**DOCUMENT PASSAGE**.
::::

In bonds, there's an entire industry dedicated to answering that question. Welcome to the world of Wall Street's credit rating agencies.

The players and the game


There are a handful of companies that evaluate and rank bonds -- offering simple-to-follow codes that describe the credit-worthiness of a bond issuer.


A high ranking such as AAA indicates that the entity looking to borrow money in the bond market is extremely unlikely to default on its debts. By contrast, a low ranking such as C indicates that the risk of default is quite high. (Bonds with exceptionally low ratings are referred to as junk bonds.

There are three major players in the industry.
  • Moody’s, or Moody’s Investors Service, is probably the best known of the bond rating agencies. Moody’s, founded in 1900, ranks debt and provides risk analysis from offices around the globe. The company also offers a slew of reports, services and training, but costs are generally prohibitive for average investors.
  • S&P, or Standard & Poor’s, also offers a ranking service, but uses a slightly different letter code than does Moody’s. S&P also provides reports and services for investors. But of particular interest to smaller investors are the free Webcasts featuring S&P analysts.
  • Fitch, or Fitch Ratings, is probably the least-well-known of the major players. But that’s more likely a function of poor marketing rather than anything else. Fitch offers the same sorts of services as Moody’s and S&P. And for smaller investors, Fitch offers a free RSS feed of its news releases.


  • The second tier of bond-rating agencies consists of A. M. Best, Japan Credit Rating Agency, Ltd., Ratings and Investment Information, Inc. and Dominion Bond Rating Service.

    The scores and the scorecards


    The highest ranking accorded to any bond is AAA. The three major credit ratings agencies all use that three-letter code to denote that a bond is as safe as any bond can be.

    A chart of the codes used by the three major agencies can be found here.

    Moody’s ranks bonds with the following codes: Aaa, Aa, A, Baa, Ba, B, Caa, Ca, C. Fitch and S&P use these codes: AAA, AA, A, BBB, BB, B, CCC, CC, C, D.

    The three major agencies also sometimes use “intermediate” scores such as BBB or BBB-.

    And the agencies sometimes issue a “credit watch” to suggest that a bond rating may soon be lowered (downgraded) or raised (upgraded.)

::::

**SET PROBLEM 1**.
Render this sentence from the bond-rating passage in Spanish: "There are three major players in the industry."
**SET PROBLEM 2**.
Change "a handful of" to "several" in the bond-rating passage, writing out the part starting with "There are a" and going on through "a bond issuer.".
The lines after this point have no connection to the bond-rating passage.

::::

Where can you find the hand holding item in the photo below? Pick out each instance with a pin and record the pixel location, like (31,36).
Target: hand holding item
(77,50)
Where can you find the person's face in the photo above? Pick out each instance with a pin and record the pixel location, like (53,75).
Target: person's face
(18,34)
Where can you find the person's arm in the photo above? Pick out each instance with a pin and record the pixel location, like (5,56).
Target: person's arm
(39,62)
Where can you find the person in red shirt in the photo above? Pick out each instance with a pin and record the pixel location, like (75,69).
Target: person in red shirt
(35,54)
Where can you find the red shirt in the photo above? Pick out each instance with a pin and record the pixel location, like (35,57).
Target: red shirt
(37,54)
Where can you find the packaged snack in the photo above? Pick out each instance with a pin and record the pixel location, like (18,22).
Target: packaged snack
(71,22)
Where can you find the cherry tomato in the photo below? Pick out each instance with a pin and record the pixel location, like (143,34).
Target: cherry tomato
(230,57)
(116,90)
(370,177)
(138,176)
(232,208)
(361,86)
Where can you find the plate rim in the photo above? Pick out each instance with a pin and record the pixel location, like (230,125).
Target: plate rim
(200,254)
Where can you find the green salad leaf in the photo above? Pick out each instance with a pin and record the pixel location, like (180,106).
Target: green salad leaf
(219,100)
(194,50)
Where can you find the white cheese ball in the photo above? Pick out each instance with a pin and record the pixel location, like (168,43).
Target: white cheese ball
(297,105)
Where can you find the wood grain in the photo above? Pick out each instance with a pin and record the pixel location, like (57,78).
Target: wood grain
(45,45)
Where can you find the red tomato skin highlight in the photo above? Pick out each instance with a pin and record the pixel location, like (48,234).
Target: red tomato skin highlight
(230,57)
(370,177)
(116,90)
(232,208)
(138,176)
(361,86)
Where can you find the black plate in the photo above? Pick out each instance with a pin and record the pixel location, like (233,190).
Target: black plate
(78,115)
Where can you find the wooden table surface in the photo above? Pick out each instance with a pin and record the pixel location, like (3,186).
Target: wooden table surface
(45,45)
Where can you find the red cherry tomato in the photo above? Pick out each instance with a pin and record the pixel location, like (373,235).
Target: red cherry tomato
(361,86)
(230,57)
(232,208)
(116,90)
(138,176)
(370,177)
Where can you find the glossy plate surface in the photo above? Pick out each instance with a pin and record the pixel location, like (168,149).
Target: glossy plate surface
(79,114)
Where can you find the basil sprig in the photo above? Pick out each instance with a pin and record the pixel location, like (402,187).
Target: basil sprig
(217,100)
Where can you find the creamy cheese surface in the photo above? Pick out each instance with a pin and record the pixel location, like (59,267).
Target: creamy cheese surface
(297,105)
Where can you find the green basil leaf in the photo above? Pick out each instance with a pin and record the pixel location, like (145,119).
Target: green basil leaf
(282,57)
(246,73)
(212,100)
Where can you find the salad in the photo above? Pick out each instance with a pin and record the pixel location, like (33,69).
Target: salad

::::

**CORRECT OUTPUT 1**.
Hay tres actores principales en la industria.

**CORRECT OUTPUT 2**.
There are several companies that evaluate and rank bonds -- offering simple-to-follow codes that describe the credit-worthiness of a bond issuer.